WHAT YOU WILL DO:
An exact copy of the entries below is the expected answer.

EXTRACTED DATA:
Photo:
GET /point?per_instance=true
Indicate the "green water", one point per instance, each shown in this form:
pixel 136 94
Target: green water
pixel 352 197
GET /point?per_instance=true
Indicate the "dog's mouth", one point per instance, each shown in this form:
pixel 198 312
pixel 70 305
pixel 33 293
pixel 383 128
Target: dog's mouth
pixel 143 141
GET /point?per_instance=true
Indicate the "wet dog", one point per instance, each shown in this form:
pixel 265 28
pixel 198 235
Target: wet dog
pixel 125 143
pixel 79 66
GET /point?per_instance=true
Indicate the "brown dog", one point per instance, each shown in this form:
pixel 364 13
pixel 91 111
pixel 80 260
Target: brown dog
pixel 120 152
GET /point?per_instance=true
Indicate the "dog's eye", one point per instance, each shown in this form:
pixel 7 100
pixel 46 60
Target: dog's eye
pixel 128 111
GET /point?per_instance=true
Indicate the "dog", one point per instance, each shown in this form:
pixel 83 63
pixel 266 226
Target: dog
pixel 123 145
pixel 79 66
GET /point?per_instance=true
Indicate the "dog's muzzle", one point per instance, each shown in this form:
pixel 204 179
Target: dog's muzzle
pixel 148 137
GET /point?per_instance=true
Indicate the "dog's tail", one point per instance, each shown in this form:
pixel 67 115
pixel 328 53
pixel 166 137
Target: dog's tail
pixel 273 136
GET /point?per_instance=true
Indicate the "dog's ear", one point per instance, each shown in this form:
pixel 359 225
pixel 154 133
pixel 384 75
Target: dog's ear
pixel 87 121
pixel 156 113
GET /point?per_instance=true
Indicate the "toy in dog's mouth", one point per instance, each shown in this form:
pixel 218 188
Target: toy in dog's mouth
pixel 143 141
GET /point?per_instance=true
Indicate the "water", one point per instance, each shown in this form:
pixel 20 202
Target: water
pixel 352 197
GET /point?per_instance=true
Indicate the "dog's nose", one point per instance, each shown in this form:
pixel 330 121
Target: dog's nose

ANSWER SPACE:
Photo:
GET /point?per_instance=true
Indicate the "green water", one point per instance, each shown in this form:
pixel 136 94
Target: green water
pixel 352 197
GET /point?per_instance=true
Indicate the "dog's mouth", one point per instance, each shown in this form:
pixel 198 312
pixel 70 305
pixel 33 293
pixel 383 128
Target: dog's mouth
pixel 143 141
GET /point?per_instance=true
Indicate the "wet dog", one point per instance, each shown in this form:
pixel 265 28
pixel 198 235
Target: wet dog
pixel 125 143
pixel 79 66
GET /point?per_instance=true
Indicate the "brown dog", one point per instance, each shown in this form:
pixel 364 13
pixel 91 111
pixel 80 260
Target: brown dog
pixel 120 152
GET /point?per_instance=true
Indicate the "dog's eye", one point per instance, each shown in this form:
pixel 7 100
pixel 46 60
Target: dog's eye
pixel 128 111
GET /point?per_instance=true
Indicate the "dog", one point per instance, each shown in this form:
pixel 83 63
pixel 266 226
Target: dog
pixel 123 145
pixel 79 66
GET /point?per_instance=true
Indicate the "dog's muzzle", one point per instance, each shown in this form:
pixel 204 179
Target: dog's muzzle
pixel 148 137
GET /point?per_instance=true
Indicate the "dog's tail", one point per instance, each shown in this form:
pixel 67 115
pixel 328 53
pixel 166 137
Target: dog's tail
pixel 273 136
GET /point?per_instance=true
Indicate the "dog's ear", one point per instance, each shown in this form:
pixel 359 225
pixel 154 133
pixel 384 75
Target: dog's ear
pixel 87 121
pixel 156 113
GET /point?per_instance=true
Indicate the "toy in dog's mouth", one point per instance, each shown in this form:
pixel 218 188
Target: toy in dog's mouth
pixel 143 141
GET /point?per_instance=true
Indicate the "water", one point per instance, each shown in this form:
pixel 20 202
Target: water
pixel 352 197
GET /point?per_instance=true
Indicate the "dog's nose", one point per instance, each shown in this form:
pixel 330 121
Target: dog's nose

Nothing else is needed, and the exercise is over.